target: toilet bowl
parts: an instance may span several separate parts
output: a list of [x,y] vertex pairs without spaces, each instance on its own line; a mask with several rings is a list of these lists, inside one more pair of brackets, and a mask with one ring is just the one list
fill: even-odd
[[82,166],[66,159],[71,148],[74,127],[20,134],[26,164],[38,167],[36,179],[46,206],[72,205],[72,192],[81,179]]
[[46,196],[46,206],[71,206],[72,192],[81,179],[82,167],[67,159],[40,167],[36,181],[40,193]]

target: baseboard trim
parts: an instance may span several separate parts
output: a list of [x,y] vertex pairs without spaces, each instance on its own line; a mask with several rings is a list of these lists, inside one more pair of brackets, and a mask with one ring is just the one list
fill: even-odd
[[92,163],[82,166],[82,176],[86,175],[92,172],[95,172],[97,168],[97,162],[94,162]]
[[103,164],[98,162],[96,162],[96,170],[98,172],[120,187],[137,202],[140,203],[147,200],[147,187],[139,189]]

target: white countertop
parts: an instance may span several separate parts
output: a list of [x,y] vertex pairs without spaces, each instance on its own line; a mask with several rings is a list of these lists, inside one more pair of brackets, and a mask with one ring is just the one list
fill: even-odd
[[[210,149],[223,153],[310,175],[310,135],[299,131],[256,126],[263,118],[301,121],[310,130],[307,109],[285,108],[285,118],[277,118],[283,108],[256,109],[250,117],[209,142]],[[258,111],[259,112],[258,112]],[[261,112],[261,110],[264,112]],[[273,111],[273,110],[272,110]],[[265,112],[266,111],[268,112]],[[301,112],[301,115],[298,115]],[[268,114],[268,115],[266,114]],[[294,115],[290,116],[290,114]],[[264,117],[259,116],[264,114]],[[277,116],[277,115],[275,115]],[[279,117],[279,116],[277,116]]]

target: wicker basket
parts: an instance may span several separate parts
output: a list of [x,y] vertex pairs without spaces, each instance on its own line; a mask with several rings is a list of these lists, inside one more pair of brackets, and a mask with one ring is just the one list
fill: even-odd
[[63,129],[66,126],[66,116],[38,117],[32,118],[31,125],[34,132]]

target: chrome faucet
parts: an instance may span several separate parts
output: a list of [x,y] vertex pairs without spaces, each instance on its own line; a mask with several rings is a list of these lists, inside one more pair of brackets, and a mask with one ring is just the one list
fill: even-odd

---+---

What is required |
Could you reproduce, word for word, everything from the line containing "target: wicker basket" through the end of the records?

Solution to this exercise |
target: wicker basket
parts: an instance may span several separate parts
output: a list of [x,y] vertex pairs without spaces, each instance on its own line; a mask with several rings is a list of these lists, inside one more pair of brackets, and a mask with one ring is just the one list
fill: even-odd
[[63,129],[66,126],[66,116],[38,117],[32,118],[31,125],[34,132]]

target: chrome faucet
parts: an instance may span several separate parts
output: a list of [x,y] vertex pairs without spaces, each instance on its own line; a mask with several rings is a list of these lists, inside one more pair of brackets, and a mask with one ring is just the one list
fill: even-odd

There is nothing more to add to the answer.